Capitolo 12
Nel capitolo attuale e in quelli seguenti (13-15), espone quale deve essere la risposta degli uomini all’iniziativa divina, dopo aver riconosciuto la sua misericordia così sorprendente.
1Vi esorto dunque, fratelli, per la misericordia di Dio, a offrire i vostri corpi come sacrificio vivente, santo e gradito a Dio; è questo il vostro culto spirituale.
Paolo comincia rievocando la misericordia divina. Parakalò: chiedo a voi, vi supplico, vi incoraggio ad accogliere le conseguenze pratiche di quanto vi ho annunciato riguardo all’agire di Dio. Avete ora la possibilità di offrirvi a lui in dono, imitando la sua carità. Nel loro culto, i pagani e gli ebrei offrono dei sacrifici di cose o di animali, mentre Dio chiede che la vostra vita diventi un atto di culto. «Sacrificio e offerta non gradisci, gli orecchi mi hai aperto, non hai chiesto olocausto né sacrificio per il peccato. Allora ho detto: Ecco, io vengo. Nel rotolo del libro su di me è scritto di fare la tua volontà: mio Dio, questo io desidero; la tua legge è nel mio intimo» (Sal 40,7-9). «Chi osserva la legge vale quanto molte offerte; chi adempie i comandamenti offre un sacrificio che salva. Chi ricambia un favore offre fior di farina, chi pratica l’elemosina fa sacrifici di lode. Cosa gradita al Signore è tenersi lontano dalla malvagità, sacrificio di espiazione è tenersi lontano dall’ingiustizia» (Sir 35,1-5).

### Dati archiviati

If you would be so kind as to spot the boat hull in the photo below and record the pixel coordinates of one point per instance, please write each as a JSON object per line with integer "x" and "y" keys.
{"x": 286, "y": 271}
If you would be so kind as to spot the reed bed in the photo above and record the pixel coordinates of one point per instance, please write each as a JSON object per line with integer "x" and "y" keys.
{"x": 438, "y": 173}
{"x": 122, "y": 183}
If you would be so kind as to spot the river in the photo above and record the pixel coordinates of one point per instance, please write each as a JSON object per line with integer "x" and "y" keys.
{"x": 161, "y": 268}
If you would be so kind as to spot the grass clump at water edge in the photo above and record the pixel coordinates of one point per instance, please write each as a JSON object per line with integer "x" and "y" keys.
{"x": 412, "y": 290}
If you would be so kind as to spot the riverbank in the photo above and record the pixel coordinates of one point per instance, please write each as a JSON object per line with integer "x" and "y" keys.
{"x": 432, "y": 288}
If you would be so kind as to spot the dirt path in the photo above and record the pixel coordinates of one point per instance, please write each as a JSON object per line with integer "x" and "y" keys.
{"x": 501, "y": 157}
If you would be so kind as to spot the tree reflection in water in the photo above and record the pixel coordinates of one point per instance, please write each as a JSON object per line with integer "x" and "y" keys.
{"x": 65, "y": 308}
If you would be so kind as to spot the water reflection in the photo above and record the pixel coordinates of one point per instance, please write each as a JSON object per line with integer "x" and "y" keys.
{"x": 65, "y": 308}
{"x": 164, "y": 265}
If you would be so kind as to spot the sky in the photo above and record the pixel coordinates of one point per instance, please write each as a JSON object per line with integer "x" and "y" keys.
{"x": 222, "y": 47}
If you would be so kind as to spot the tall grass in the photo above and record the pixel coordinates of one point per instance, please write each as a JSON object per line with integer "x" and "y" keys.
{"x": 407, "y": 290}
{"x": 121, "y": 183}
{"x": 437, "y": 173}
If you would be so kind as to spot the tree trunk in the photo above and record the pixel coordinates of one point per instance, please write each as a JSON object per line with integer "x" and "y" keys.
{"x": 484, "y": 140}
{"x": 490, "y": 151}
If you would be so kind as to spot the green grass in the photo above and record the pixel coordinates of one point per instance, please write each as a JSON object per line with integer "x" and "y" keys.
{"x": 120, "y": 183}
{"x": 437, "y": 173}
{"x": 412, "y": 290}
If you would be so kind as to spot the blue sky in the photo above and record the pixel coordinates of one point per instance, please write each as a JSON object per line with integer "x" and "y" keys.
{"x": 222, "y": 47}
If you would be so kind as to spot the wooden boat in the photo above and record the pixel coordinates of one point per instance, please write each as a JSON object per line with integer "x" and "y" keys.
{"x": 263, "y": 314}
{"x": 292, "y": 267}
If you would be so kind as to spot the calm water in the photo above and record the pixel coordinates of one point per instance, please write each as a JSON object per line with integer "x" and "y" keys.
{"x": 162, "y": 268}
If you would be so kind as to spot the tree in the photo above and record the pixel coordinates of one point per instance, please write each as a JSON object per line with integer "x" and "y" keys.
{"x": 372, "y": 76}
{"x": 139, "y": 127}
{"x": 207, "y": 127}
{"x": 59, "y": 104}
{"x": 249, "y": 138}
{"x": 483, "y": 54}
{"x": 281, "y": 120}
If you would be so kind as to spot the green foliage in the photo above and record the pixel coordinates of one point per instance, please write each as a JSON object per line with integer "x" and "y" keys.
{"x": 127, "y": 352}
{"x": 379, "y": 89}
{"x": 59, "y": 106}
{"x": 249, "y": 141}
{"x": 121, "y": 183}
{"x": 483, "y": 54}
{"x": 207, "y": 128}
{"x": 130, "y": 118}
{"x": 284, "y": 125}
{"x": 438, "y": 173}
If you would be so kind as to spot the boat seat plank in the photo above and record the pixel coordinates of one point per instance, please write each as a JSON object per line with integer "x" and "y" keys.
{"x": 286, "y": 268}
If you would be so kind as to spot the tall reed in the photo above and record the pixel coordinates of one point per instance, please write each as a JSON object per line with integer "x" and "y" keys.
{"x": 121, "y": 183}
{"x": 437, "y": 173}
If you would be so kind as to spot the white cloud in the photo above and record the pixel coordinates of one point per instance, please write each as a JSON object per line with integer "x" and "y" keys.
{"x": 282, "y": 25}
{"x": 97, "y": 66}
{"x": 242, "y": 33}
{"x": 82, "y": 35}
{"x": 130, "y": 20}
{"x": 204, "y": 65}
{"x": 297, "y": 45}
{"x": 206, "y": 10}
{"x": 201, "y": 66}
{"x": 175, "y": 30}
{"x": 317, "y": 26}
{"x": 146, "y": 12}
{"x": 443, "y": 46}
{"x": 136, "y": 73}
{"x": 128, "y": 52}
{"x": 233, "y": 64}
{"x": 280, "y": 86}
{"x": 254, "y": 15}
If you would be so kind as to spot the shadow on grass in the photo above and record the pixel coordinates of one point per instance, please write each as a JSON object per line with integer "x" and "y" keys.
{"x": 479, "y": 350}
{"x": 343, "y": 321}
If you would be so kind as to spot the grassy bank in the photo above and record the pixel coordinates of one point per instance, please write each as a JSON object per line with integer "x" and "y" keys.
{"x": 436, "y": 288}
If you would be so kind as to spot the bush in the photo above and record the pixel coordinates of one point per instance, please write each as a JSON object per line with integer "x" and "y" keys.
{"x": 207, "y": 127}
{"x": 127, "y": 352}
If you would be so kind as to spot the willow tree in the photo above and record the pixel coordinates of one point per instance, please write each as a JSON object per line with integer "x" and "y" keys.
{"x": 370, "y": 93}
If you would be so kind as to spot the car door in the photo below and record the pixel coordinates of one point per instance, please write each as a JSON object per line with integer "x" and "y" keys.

### Consegna
Secondo il brano, che cosa offrono nel loro culto i pagani e gli ebrei? I dati non sono necessari per svolgere il lavoro.

### Risultato dell'esercizio
Offrono sacrifici di cose o di animali.